§ **Görev özeti**:
Aşağıdaki satırların hepsini hiç değiştirmeden kopyalayın. Resimleri cevaba koymayın.

§ **Bazı satırlar**:
-- -- --

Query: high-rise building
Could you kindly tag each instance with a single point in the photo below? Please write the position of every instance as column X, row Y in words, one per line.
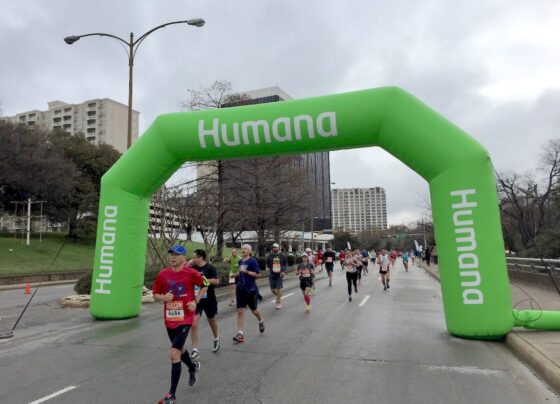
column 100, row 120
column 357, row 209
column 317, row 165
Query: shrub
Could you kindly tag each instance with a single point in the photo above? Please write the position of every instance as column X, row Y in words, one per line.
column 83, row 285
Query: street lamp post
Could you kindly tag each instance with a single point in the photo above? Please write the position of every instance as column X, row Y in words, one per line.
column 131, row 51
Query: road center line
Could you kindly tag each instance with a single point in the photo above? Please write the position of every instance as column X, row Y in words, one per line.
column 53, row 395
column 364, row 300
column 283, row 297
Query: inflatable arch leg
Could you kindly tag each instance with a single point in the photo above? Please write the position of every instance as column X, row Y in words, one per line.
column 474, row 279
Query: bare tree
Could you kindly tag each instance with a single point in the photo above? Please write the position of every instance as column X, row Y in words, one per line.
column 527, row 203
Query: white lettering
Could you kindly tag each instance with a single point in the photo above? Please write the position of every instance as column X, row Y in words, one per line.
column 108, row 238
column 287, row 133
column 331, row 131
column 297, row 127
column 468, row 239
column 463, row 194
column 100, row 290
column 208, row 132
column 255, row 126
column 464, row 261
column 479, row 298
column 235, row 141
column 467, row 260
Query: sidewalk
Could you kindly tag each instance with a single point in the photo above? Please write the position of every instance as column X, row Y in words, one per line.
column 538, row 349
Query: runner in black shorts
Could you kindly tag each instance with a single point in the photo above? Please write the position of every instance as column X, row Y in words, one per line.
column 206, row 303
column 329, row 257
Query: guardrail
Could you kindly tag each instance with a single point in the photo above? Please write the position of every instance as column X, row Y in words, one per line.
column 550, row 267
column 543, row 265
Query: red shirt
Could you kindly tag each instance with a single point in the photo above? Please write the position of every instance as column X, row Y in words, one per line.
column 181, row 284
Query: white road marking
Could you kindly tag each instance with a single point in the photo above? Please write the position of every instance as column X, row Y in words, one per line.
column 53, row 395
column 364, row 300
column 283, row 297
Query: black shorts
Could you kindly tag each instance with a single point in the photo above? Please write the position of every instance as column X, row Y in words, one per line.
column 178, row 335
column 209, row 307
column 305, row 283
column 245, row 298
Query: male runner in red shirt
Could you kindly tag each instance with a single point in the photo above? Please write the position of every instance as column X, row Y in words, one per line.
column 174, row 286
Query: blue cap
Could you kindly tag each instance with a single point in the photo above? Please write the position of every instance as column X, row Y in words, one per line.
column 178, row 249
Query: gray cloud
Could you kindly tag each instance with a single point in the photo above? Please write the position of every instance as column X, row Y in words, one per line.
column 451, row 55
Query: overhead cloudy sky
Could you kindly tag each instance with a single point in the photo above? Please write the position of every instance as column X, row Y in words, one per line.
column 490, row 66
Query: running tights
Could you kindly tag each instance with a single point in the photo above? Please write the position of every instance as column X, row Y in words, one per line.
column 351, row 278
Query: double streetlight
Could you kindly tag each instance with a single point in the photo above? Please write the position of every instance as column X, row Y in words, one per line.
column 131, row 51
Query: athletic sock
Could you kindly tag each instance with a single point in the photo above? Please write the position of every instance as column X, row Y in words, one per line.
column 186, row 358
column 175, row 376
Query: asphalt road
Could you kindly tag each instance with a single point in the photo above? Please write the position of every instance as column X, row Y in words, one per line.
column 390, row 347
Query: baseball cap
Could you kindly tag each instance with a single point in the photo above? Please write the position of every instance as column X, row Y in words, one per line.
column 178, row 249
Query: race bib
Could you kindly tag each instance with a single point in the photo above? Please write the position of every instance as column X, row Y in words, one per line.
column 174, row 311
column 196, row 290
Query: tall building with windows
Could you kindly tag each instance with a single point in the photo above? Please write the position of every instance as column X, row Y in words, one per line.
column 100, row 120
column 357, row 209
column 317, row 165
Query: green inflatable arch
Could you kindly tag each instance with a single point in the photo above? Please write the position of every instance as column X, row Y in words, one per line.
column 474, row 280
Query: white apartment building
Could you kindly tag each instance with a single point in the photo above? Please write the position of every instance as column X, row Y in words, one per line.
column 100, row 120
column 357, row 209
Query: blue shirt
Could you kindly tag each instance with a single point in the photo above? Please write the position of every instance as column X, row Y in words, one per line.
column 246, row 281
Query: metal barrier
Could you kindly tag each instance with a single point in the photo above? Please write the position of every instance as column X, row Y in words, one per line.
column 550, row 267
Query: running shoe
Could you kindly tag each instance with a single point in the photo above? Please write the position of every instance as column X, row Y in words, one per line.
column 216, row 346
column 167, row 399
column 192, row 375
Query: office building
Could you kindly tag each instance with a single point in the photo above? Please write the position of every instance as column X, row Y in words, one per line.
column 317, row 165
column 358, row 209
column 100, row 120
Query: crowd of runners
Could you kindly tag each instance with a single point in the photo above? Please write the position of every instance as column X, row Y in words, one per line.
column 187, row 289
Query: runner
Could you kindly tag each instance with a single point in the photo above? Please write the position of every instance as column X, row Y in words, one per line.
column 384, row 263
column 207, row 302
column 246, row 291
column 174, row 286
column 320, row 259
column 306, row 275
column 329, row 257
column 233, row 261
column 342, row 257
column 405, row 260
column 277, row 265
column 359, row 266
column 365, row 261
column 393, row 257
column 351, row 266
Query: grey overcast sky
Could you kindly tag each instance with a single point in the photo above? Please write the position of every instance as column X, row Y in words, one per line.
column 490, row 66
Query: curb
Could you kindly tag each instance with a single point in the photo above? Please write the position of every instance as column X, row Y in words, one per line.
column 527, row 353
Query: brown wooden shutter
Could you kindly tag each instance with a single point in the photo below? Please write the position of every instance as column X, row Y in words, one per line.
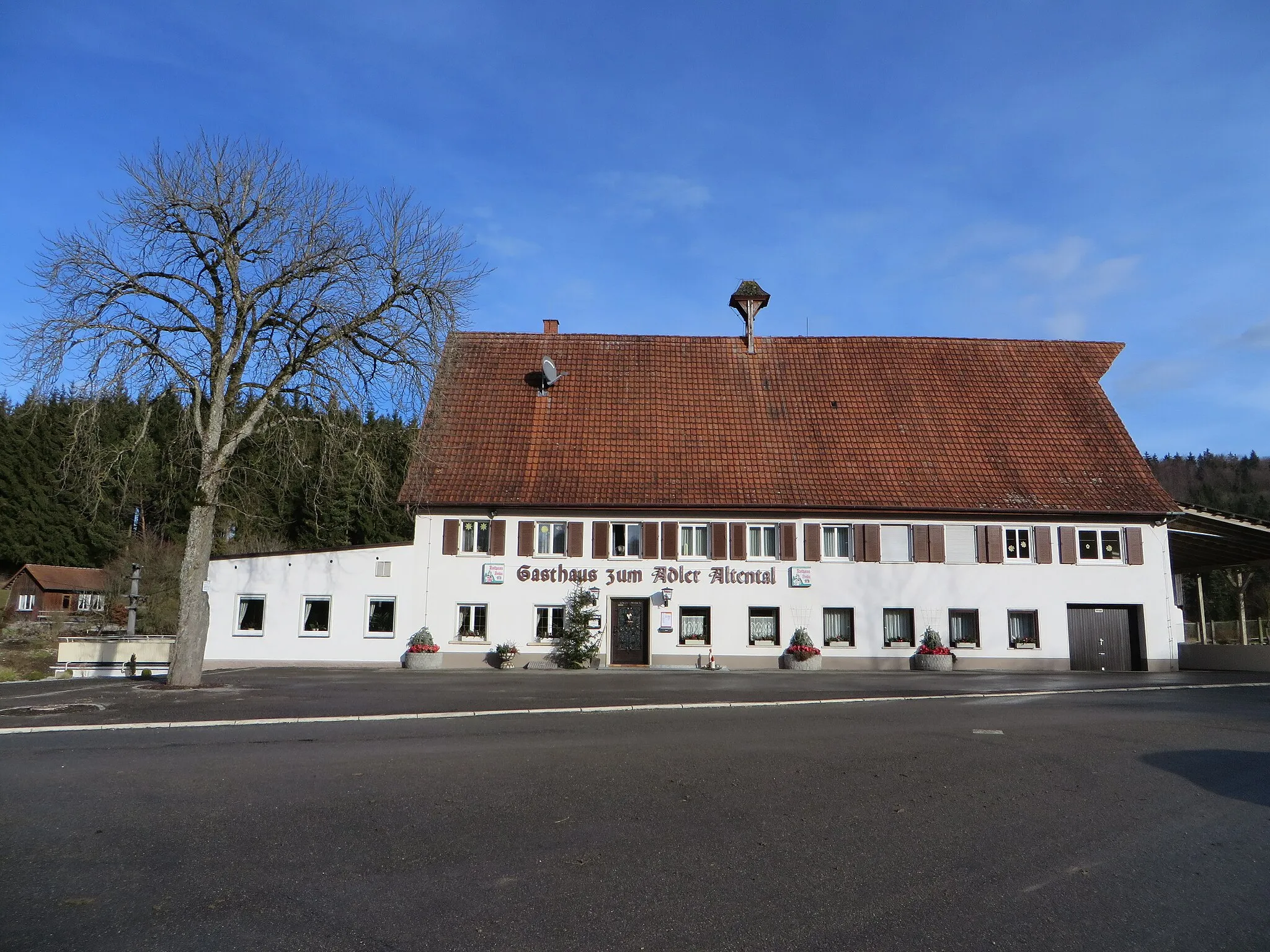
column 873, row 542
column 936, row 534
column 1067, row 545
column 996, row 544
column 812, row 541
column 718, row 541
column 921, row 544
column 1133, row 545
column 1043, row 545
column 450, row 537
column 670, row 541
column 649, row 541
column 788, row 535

-- -- --

§ **Hazır cevap**:
Query: high-rise building
Could you kindly tag each instance with a single point in the photo below? Please write the position of every instance as column X, row Y in words, one per line.
column 100, row 120
column 357, row 209
column 317, row 165
Query: shrub
Could you kindly tag each instance with a single point in the photo above? Please write the position of every instance as column X, row Y in words, one per line.
column 83, row 285
Query: street lamp post
Could you kindly tag each instance with a single point in the photo above? Please write the position of every instance as column X, row Y in words, one per line.
column 131, row 51
Query: road center line
Could you kindly tag each instance with a single point in the photo above? Please write the position of every instance as column X, row Y in words, one per line.
column 53, row 395
column 364, row 300
column 283, row 297
Query: inflatable arch leg
Could you kindly tag each instance with a single point in the photo above? Please write the position of every instance as column X, row Y in words, one per line.
column 474, row 279
Query: bare tree
Could you kindly tag each instance with a single point in the photo above? Please write the position of every instance as column X, row Y in words, one per line.
column 527, row 203
Query: white lettering
Could you kindly tag each instance with a single point in the photo above? Please write the position of every instance as column X, row Y in words, one per line.
column 108, row 238
column 287, row 133
column 331, row 131
column 297, row 127
column 468, row 239
column 463, row 194
column 100, row 290
column 208, row 132
column 255, row 126
column 464, row 261
column 479, row 298
column 235, row 141
column 467, row 260
Query: sidewalk
Could you kindly tag each instance with a single point in the photo above? Please write the position of every instance as column X, row Y in words, one per line.
column 538, row 349
Query: runner in black shorts
Could you kindly tag each instance with a single point in the photo above? Please write the position of every instance as column X, row Y in words, one per line.
column 206, row 303
column 329, row 257
Query: guardrail
Could you kindly tag each instance with a single point in the photo above? Please write the position of every instance as column X, row Y in words, one per line.
column 550, row 267
column 543, row 265
Query: red shirt
Could you kindly tag each instance with a single point in the photo above? Please write the position of every instance as column X, row Y in words, one per line.
column 181, row 284
Query: white road marking
Could you kindly tag each instance with a single point in the photo above? Please write the position of every instance as column X, row Y in words, one per line.
column 53, row 395
column 364, row 300
column 283, row 297
Query: black shorts
Could you kindly tag each instance with a single point in the photo above? Please write the position of every instance as column X, row Y in words, one per line.
column 178, row 335
column 209, row 307
column 305, row 283
column 245, row 298
Query: male runner in red shirt
Could you kindly tag each instance with a single point in the photo above? Please write the position of every instance as column X, row Y in words, one per line.
column 174, row 286
Query: blue cap
Could you kindly tag each instance with a single point in the photo above? Please write the position of every instance as column X, row Y in words, one per line.
column 178, row 249
Query: gray cloud
Could you kindly tag each instance with a single point in the photo above? Please write the position of every instance as column X, row Y in words, one per line.
column 451, row 55
Query: overhead cloudy sky
Could you kindly tag each instance with a single point in the photo above? Please write the position of every instance as column X, row Y in words, one per line.
column 490, row 66
Query: running tights
Could you kindly tag each instance with a single point in the photo above? Please write the position of every instance as column X, row Y in words, one per line.
column 351, row 278
Query: double streetlight
Could you kindly tag each instance with a single point in the photo above? Please write the position of every instance as column X, row Y in words, one per line.
column 131, row 51
Query: athletic sock
Could you kindly tag each instance with a single point in the photo above? Please write the position of every instance as column X, row Y in words, one per line.
column 186, row 358
column 175, row 376
Query: asphalt road
Could you kindly tag each instance with a single point in the photo above? Please write the position of every instance as column X, row Y in words, one per line.
column 390, row 347
Query: baseball cap
Could you kindly tag each instance with a single point in the photo above? Please write the position of every instance as column X, row Y in words, one per line.
column 178, row 249
Query: race bib
Could you kindly tag each instance with a single point in the photo above? Please write the position of every instance as column X, row Y in words, one per line.
column 174, row 311
column 196, row 290
Query: tall building with windows
Could you kindly tag each instance with a single point in the photo above? Please write the position of every instance as column X, row Y in words, one per line.
column 100, row 120
column 357, row 209
column 317, row 165
Query: green inflatable arch
Could you kindly tag each instance with a single point in the photo above? Please write the position of every instance as column X, row Y in words, one per line.
column 474, row 280
Query: white apartment building
Could you kindly tag each instance with a single point in the photo above? Please write the position of every instance as column X, row Y in words, one per line.
column 100, row 120
column 357, row 209
Query: blue shirt
Could you kindly tag each instance with a single point in the photo above? Please write the position of every instance as column X, row Y in words, one per line.
column 246, row 281
Query: metal barrier
Could you kindly tag each instance with a single point in the photo above? Please write the position of every instance as column X, row Y in words, one per line.
column 550, row 267
Query: running shoe
Could you kindly tag each instance with a single point in the photo above? Please write the position of every instance as column X, row Y in words, one per line.
column 216, row 346
column 167, row 399
column 192, row 375
Query: office building
Could you kindly tag each instance with a single point in the photo above? Please write the position of every instance as column X, row Y in words, one per line.
column 317, row 165
column 358, row 209
column 100, row 120
Query: crowd of runners
Could you kindly tag each instance with a single point in the photo above? Please write the position of every instance as column X, row Y in words, one per line.
column 187, row 289
Query: runner
Could you kindly tag each instance with a single point in the photo above? Please write the position of every instance as column X, row Y in words, one per line.
column 384, row 263
column 207, row 302
column 246, row 291
column 174, row 286
column 320, row 259
column 306, row 275
column 329, row 257
column 233, row 261
column 342, row 257
column 405, row 260
column 277, row 265
column 359, row 266
column 365, row 261
column 393, row 257
column 351, row 266
Query: grey overcast sky
Could you kindly tag each instance with a single point in the photo above? Please write the position of every instance as column X, row Y in words, one per line.
column 490, row 66
Query: curb
Could you kindly tag each instance with a single point in the photo above? Please write the position of every instance as column X, row Y in words, one per line.
column 527, row 353
Query: brown wooden shutter
Could you kindly tag each instance with a single point in the photo below? Please write the position of every instance as column X, row Y in words, one per line.
column 873, row 542
column 936, row 534
column 1067, row 545
column 996, row 544
column 812, row 541
column 718, row 541
column 921, row 544
column 1133, row 545
column 1043, row 545
column 450, row 537
column 670, row 541
column 649, row 541
column 788, row 535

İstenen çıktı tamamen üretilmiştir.